• **Travail à faire**
**a)** Recopiez à l'identique le passage du message sur le mouvement anarchiste, en commençant aux mots "dans notre capacité" et en vous arrêtant après "aussi déterminé soit-il.".
**b)** Convertissez, s'il vous plaît, en CSV à deux colonnes, intitule et reponse, uniquement les enregistrements qui vont de la ligne contenant "trace target=door frame" jusqu'à celle contenant "[[[145,0],[141,218],[161,220],[164,0]]]", bornes incluses. Prévoyez une ligne par enregistrement, chaque champ entre guillemets et les sauts de ligne remplacés par des espaces.

Messagede atheus » 16 Oct 2012, 14:36

En même temps l'auto flagellation, c'est pas toujours la bonne méthode


pourtant là il semble évident qu'il y a des tas de gros problèmes : nier cela, c'est nier l'évidence. Parmi tous les mouvements politiques, il y en a toujours qui n'ont pas voulu se remettre en cause et ont refusé d'évoluer : ceux-là ont disparu, restent aujourd'hui ceux qui ont su s'adapter, pourquoi donc refuser l'autocritique, d'autant qu'elle n'engage à rien sinon à la discussion.


dans notre capacité à peser dans les luttes et sur les évènements, même à peu nombreux


Bah c'est peut-être ça justement le problème, croire qu'agir à peu nombreux permettra de peser, alors qu'il semble évident que seule une action de masse pourra un jour faire triompher les idées anarchistes (pour l'instant encore très faibles en consistance) ; agir en "commando", c'est ce que fait un mouvement qui se marginalise et qui meurt lentement. Il faut s'implanter partout, croître, communiquer, etc... je ne vois pas d'autre issue : un mouvement fantôme ne pèse pas, aussi déterminé soit-il.

En fait je pense, au vu de ce que je vois et de ce que je lis, qu'en fait, vu l’inexistence de plus en plus flagrante de contenu "anarchiste" chez les anarchistes, il n'y a pas d’initiative et pas de création, donc pas de dynamique et finalement l'anarchisme n'est qu'une espèce de sauce en bonus dans le plat social, et parti dans ce chemin, un tel mouvement ne peut pas se relever en comptant juste sur une éventuelle repopulariosation de ses idées, vu que les anarchistes eux-mêmes ne veulent pas d'un mouvement de masse semble-t-il, sinon cela ferait longtemps que les choses se seraient mises en place.

Quant au problème de la communication, suite aux vidéos lancées, il y a maintenant 3 semaines, la fréquentation du site semble avoir augmenté (environ constamment 10-15 utilisateurs en ligne contre 5-10 auparavant), le nombre d'inscrit est passé de 695 à 707 en moins de 10 jours. Donc ça prouve que la communication, ça paye, et je crois que seul un élargissement, une croissance des effectifs peuvent faire de ce mouvement quelque chose de plus imposant que quelques centaines de militants. C'est là aussi tout l'enjeu, qui je pense, a été largement sous-estimé ; les gens préfèrent s'attacher à un mouvement qui a une vraie dynamique, du monde dans ses rangs et de vraies perspective plutôt qu'une espèce de sous-marin commando qui fait surface de temps en temps pour retourner torpiller quelques épaves le reste du temps.

• **Extraits d'enregistrements**
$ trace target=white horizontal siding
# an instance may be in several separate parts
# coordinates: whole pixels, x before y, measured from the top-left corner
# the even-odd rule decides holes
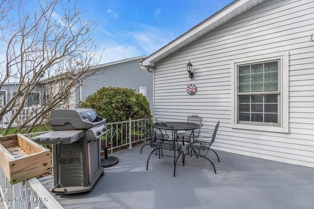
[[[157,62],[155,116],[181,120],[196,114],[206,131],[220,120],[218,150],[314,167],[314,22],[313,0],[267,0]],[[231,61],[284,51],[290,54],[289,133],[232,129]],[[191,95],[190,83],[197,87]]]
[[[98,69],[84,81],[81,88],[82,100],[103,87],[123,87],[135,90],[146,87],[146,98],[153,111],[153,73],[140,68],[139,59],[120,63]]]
* * *
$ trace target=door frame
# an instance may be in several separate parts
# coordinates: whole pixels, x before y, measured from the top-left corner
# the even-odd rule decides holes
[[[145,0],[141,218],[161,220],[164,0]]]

• **Solutions des exercices**
**a)**
dans notre capacité à peser dans les luttes et sur les évènements, même à peu nombreux


Bah c'est peut-être ça justement le problème, croire qu'agir à peu nombreux permettra de peser, alors qu'il semble évident que seule une action de masse pourra un jour faire triompher les idées anarchistes (pour l'instant encore très faibles en consistance) ; agir en "commando", c'est ce que fait un mouvement qui se marginalise et qui meurt lentement. Il faut s'implanter partout, croître, communiquer, etc... je ne vois pas d'autre issue : un mouvement fantôme ne pèse pas, aussi déterminé soit-il.

**b)**
intitule,reponse
"$ trace target=door frame # an instance may be in several separate parts # coordinates: whole pixels, x before y, measured from the top-left corner # the even-odd rule decides holes","[[[145,0],[141,218],[161,220],[164,0]]]"